# [WHAT THE TASK REQUIRES]
Copy all the lines of the listing below exactly. Skip the images.

# [MATERIAL TO PROCESS]

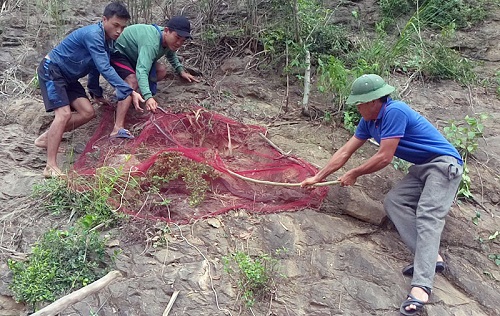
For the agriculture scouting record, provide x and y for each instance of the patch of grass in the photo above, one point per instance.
(60, 262)
(171, 166)
(464, 136)
(255, 276)
(90, 198)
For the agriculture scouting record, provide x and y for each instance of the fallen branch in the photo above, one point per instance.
(229, 145)
(170, 303)
(281, 184)
(283, 152)
(77, 296)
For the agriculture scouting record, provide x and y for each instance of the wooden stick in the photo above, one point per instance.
(229, 145)
(170, 303)
(281, 184)
(77, 296)
(284, 153)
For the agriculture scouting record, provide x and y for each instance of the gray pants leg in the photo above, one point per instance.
(418, 205)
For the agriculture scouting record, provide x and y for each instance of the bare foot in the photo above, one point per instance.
(53, 172)
(41, 142)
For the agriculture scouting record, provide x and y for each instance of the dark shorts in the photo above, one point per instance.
(124, 67)
(56, 90)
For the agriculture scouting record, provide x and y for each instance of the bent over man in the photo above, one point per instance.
(419, 203)
(136, 61)
(84, 52)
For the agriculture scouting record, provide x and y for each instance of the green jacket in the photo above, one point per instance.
(141, 44)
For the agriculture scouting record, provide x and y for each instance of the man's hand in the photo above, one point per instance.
(309, 182)
(189, 77)
(151, 105)
(348, 179)
(101, 101)
(136, 100)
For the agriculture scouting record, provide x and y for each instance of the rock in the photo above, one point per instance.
(354, 201)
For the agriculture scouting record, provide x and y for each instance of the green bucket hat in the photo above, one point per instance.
(368, 88)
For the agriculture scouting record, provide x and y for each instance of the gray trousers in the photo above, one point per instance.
(418, 205)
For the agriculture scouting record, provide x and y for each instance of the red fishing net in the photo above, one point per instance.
(179, 167)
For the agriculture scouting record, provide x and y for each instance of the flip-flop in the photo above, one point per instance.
(51, 173)
(411, 300)
(408, 270)
(123, 133)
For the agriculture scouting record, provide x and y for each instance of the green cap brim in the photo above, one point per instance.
(367, 97)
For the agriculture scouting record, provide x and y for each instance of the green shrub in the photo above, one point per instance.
(464, 136)
(255, 276)
(59, 263)
(86, 197)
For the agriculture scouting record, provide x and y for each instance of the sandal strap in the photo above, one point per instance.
(426, 289)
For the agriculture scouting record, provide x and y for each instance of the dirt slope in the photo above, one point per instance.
(343, 259)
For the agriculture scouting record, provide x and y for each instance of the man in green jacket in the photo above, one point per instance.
(136, 60)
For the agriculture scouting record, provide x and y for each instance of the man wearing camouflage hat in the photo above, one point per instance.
(419, 203)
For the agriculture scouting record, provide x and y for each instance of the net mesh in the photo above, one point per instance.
(178, 167)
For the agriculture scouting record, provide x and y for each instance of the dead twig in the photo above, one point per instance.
(77, 296)
(319, 184)
(171, 303)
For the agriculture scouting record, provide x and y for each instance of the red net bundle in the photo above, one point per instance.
(181, 167)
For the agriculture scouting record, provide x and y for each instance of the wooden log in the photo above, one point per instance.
(77, 296)
(170, 303)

# [RESULT BELOW]
For the agriculture scouting record, provide x and y for each instance of the patch of grass in the photo above, one point per instance.
(60, 262)
(171, 166)
(464, 136)
(255, 276)
(90, 198)
For the agriculture scouting record, provide x and y for each instance of the fallen branch in the photo above, one point per instance.
(229, 145)
(170, 303)
(281, 184)
(283, 152)
(77, 296)
For the agriculture scouting record, provide x and y for each instance of the wooden stick in the photo above, one point per instance.
(229, 145)
(170, 303)
(281, 184)
(77, 296)
(284, 153)
For the agriculture scouting record, provide x and y for each instance of the gray pants leg in the photo above, one point per instance.
(418, 205)
For the agriculture scouting record, provide x and y for each instance of the bare foot in the photo above, one point per instance.
(53, 172)
(41, 142)
For the agriculture scouting record, provide x and y for each instance of the dark shorts in the photo above, one point per instance.
(124, 67)
(56, 90)
For the agriculture scouting record, provide x and y for each instance of the bent over man in the photo above, one point per instance.
(419, 203)
(136, 61)
(84, 52)
For the agriculture scouting record, provide x and y for each instance of the green jacket in the photo above, one point per instance.
(141, 44)
For the agriculture scouting record, provide x and y for each instance of the man's hand in the photo above, one point per instance.
(309, 182)
(189, 77)
(151, 105)
(348, 179)
(101, 101)
(136, 100)
For the agriculture scouting record, provide x and y for each instance of the rock in the photo above, one point per instance.
(354, 201)
For the agriculture scouting record, provide x and y for each instance of the green bucket hat in the photo above, one point per instance.
(368, 88)
For the agriculture scouting record, provide x and y for each instance of the gray trousers in the photo above, one point per instance.
(418, 205)
For the agriculture scouting record, provide x and y for each instance of the red fishing net in the photo above, one point per instance.
(179, 167)
For the agriculture scouting record, provide x and y for each instance of the flip-flop in the photo above, one point per instance.
(51, 173)
(411, 300)
(408, 270)
(123, 133)
For the agriculture scouting record, provide x and y for each instance of the green cap brim in the photo above, one point per instance.
(367, 97)
For the agriculture scouting record, provide x and y for each instance of the green shrub in the photo above, one point per instance.
(464, 136)
(255, 276)
(59, 263)
(86, 197)
For the agriculture scouting record, provide x and y for each instance of the sandal strap in the photo above, one point per instance.
(426, 289)
For the agriculture scouting record, provide x and y for each instance of the dirt slope in the photo above, one point per instance.
(343, 259)
For the agriculture scouting record, provide x and y for each instance of the man in green jacket in the photo above, one point per instance.
(136, 60)
For the agriculture scouting record, provide x and y for each instance of the man wearing camouflage hat in the photo above, one point per instance.
(419, 203)
For the agriculture scouting record, provide x and y for each instance of the net mesh in the photo above, one point per instance.
(178, 167)
For the agriculture scouting record, provide x and y for each instance of the dead twig in the photo above, one point per instance.
(77, 296)
(319, 184)
(171, 303)
For the agriculture scouting record, provide x and y for each instance of the red net bundle in the photo above, one point per instance.
(181, 167)
For the agriculture scouting record, provide x and y for each instance of the wooden log in the photo above, one point per instance.
(77, 296)
(170, 303)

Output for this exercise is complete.